> **TASK STATEMENT**: Every line from the one with "bush in the photo above." to the end of the entries, both included, is to be copied exactly; the other lines stay out.

> **STORED DATA**:
=====

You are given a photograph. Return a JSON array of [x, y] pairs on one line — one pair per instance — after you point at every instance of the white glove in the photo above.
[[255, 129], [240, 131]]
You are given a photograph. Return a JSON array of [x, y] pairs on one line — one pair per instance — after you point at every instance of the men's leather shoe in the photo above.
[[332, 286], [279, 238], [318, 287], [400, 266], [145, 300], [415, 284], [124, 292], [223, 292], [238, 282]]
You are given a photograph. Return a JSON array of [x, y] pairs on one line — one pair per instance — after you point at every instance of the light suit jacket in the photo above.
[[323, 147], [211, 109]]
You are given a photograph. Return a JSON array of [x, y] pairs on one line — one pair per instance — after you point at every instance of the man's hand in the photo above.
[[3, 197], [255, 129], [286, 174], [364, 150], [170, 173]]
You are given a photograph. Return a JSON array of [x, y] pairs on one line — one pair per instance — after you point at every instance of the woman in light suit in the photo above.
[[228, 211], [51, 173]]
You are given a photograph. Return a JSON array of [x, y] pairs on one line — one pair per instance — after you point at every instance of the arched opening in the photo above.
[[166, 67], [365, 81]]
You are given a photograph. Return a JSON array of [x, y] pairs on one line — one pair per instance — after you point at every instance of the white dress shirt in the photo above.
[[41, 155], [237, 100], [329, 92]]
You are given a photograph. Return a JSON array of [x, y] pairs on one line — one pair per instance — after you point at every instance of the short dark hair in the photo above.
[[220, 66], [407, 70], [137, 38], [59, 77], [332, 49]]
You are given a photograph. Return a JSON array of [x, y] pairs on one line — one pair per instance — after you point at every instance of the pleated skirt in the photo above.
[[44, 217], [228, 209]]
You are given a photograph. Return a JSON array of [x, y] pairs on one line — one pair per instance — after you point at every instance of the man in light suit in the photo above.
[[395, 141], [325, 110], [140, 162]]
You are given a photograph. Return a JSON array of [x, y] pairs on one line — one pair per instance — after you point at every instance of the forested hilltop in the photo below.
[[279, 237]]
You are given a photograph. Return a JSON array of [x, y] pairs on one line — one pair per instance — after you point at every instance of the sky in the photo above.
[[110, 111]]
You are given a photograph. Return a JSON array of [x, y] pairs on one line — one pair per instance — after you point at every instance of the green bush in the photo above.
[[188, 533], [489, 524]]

=====

> **RESPONSE BELOW**:
You are given a photograph. Return a JSON array of [x, y] pairs on one line — one pair per instance — after you point at every instance of the green bush in the photo above.
[[188, 533], [489, 524]]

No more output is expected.